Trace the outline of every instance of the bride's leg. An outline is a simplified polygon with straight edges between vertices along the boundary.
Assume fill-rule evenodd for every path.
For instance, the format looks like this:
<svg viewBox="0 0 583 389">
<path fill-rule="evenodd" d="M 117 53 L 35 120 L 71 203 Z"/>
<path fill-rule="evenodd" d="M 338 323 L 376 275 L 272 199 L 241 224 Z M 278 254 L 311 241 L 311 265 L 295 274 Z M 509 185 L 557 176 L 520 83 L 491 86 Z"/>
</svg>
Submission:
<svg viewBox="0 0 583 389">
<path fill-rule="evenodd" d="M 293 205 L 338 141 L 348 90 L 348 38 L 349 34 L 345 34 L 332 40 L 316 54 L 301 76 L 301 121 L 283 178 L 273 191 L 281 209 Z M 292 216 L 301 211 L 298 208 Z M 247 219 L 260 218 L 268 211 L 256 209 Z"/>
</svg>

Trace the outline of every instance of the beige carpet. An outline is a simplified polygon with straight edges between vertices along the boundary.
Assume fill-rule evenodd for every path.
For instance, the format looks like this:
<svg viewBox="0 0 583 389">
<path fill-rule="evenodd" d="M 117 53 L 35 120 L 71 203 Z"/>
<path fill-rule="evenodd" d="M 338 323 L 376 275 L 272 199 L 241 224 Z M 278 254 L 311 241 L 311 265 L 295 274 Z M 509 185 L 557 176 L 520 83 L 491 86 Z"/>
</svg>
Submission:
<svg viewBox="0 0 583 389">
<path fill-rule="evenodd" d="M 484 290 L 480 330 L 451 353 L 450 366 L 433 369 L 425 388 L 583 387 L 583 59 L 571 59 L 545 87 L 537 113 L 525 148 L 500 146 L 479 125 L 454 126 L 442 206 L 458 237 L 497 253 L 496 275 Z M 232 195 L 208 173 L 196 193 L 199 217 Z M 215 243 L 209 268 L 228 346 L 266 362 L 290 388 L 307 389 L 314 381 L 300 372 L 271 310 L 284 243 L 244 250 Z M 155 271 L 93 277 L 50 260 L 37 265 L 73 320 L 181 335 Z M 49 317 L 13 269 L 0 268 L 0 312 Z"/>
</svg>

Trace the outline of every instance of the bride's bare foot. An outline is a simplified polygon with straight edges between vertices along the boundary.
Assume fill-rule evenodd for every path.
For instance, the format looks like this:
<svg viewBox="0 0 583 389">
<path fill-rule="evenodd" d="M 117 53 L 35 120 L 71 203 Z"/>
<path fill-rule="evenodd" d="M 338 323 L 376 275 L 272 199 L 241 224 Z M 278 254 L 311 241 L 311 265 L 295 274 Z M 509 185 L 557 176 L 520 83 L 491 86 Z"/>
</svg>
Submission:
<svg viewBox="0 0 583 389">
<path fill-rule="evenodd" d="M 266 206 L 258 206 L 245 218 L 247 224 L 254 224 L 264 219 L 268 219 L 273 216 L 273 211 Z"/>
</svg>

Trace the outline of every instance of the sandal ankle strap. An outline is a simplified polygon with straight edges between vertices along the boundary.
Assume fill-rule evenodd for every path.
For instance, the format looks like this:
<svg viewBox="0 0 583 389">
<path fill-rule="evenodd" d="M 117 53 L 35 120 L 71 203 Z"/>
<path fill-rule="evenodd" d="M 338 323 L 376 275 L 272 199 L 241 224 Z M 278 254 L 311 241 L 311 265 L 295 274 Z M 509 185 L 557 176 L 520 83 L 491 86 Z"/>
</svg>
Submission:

- EXERCISE DETAILS
Repeat exactly the lines starting at the line with "Trace the outline of every instance of the bride's bare" and ending with the final line of the entries. Include nothing else.

- EXERCISE RESULT
Trace the outline of every instance of the bride's bare foot. An outline is a simplified polygon with straight edges between vertices along the boundary.
Assume fill-rule evenodd for every path.
For instance, the format looks like this:
<svg viewBox="0 0 583 389">
<path fill-rule="evenodd" d="M 117 53 L 35 120 L 71 203 Z"/>
<path fill-rule="evenodd" d="M 338 323 L 376 275 L 272 199 L 241 224 Z M 278 254 L 311 241 L 311 265 L 295 274 Z M 509 185 L 557 176 L 520 83 L 491 86 Z"/>
</svg>
Submission:
<svg viewBox="0 0 583 389">
<path fill-rule="evenodd" d="M 266 206 L 258 206 L 245 218 L 247 224 L 254 224 L 264 219 L 268 219 L 273 216 L 273 211 Z"/>
</svg>

Trace the outline of every instance of the sandal ankle strap. An outline is a simplified polygon with straight edges between vertices along the boundary.
Assume fill-rule evenodd for every path.
For instance, the format looks like this:
<svg viewBox="0 0 583 389">
<path fill-rule="evenodd" d="M 117 53 L 35 120 L 71 203 Z"/>
<path fill-rule="evenodd" d="M 338 323 L 376 275 L 272 199 L 241 224 Z M 278 254 L 311 241 L 311 265 L 295 274 Z M 509 185 L 557 176 L 520 83 L 491 86 Z"/>
</svg>
Submission:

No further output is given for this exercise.